- _ABOUT THIS EXERCISE_
Please write out everything in the speaker profile below from "We think that’s" down to "quality of life.", word for word.
*** Opening PROVIDED PASSAGE ***
Speaker Insight Series: Daniel Koh
Today, Daniel Koh is Chief of Staff to the City of Boston. But when he was a young boy, he wanted to be the GM of the Red Sox. Later in life he took a course in statistics and did his own statistical analysis of clutch hitters, submitting it to 30 teams… and receiving 30 rejection letters.
Fast forward some years and Daniel, a TEDxCambridge 2015 Fall speaker, now spends a lot of his time making Boston a data-driven city. He has built a team that believes in using citizen-powered data to enable better decisions to better serve society, creating a virtuous and infectious cycle.
We think that’s something we can all get behind, but how? And why is data-driven management so scant in the public sector? How can it be used to make citizens’ lives better?
As a general rule, most citizens in a democracy regard civic participation as merely voting, and few regard civic participation as something done online or using technology. In turn, most people tune in to public participation on election days and tune out the rest of the time. Needless to say this leads to a kind of civic apathy that then begets a lack of connectedness with our government and a decreased desire to actively work together to improve quality of life.
In fact, “non-voting” civic participation exists, and Daniel is bringing those options to life through the use of data in the city of Boston. In doing so, the first step was bringing about a culture where data is an integral part of the decision-making process in order to avoid unnecessary costs and inefficiently-operated city services.
He and his team have not only proven data-driven governance works in an environment with hitherto very little data-driven management, but they’ve also made it a fundamental part of their culture. For an example, look no further than The Data of Double Parking — just one of the many ways in which data has helped the city become more efficient and turned its employees into arbiters of positive change instead of mere enforcers of top-down regulations.
We can’t wait to welcome Daniel to the TEDxCambridge stage and to hear more about the innovations in government his team is enacting.
*** Closing PROVIDED PASSAGE ***
*** Opening RECORD EXTRACTS ***
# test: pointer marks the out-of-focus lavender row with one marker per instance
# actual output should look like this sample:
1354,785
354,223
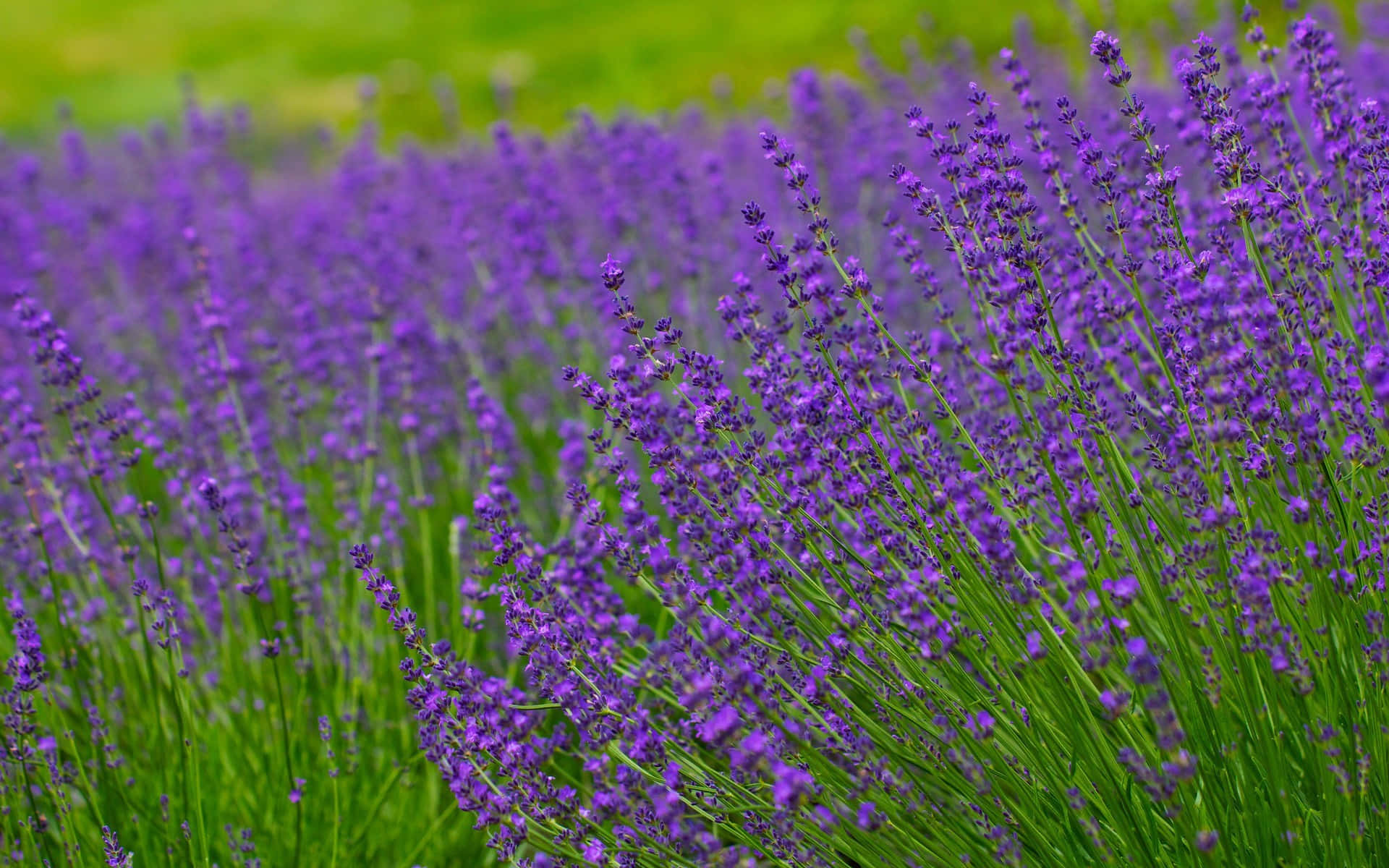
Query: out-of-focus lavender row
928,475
*** Closing RECORD EXTRACTS ***
*** Opening RECORD EXTRACTS ***
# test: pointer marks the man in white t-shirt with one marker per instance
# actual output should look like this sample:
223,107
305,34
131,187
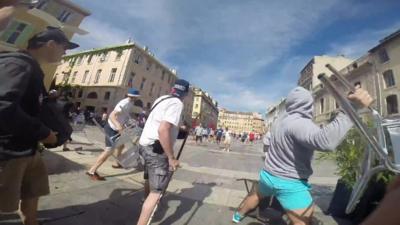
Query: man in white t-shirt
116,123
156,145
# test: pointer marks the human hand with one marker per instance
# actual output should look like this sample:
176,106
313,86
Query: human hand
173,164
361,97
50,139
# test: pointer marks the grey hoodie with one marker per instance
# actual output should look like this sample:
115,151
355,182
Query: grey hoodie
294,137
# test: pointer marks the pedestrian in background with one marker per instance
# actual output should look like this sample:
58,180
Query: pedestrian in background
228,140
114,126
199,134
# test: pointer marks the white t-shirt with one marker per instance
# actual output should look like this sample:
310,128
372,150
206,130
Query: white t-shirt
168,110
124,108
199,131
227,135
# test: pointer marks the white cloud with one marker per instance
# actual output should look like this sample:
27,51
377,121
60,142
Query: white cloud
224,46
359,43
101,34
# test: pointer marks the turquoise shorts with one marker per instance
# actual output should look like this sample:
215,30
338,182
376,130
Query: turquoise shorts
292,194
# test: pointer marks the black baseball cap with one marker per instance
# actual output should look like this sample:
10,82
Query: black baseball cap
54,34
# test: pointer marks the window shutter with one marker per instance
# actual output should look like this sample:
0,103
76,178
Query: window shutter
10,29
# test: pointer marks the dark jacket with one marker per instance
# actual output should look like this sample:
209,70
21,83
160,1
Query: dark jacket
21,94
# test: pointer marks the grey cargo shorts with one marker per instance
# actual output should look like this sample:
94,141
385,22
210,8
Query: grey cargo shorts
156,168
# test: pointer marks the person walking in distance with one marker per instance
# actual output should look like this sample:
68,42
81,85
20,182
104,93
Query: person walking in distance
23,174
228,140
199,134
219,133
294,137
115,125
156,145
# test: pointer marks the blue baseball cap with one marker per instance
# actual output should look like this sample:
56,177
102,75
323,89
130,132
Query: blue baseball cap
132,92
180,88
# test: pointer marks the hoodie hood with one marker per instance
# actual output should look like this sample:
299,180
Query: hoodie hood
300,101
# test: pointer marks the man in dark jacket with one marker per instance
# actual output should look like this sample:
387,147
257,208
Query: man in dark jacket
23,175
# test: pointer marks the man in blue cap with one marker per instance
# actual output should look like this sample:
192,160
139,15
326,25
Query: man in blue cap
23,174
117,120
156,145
*** Closing RECORD EXTRACTS ***
- _RESPONSE BELOW_
We think that’s something we can all get behind, but how? And why is data-driven management so scant in the public sector? How can it be used to make citizens’ lives better?
As a general rule, most citizens in a democracy regard civic participation as merely voting, and few regard civic participation as something done online or using technology. In turn, most people tune in to public participation on election days and tune out the rest of the time. Needless to say this leads to a kind of civic apathy that then begets a lack of connectedness with our government and a decreased desire to actively work together to improve quality of life.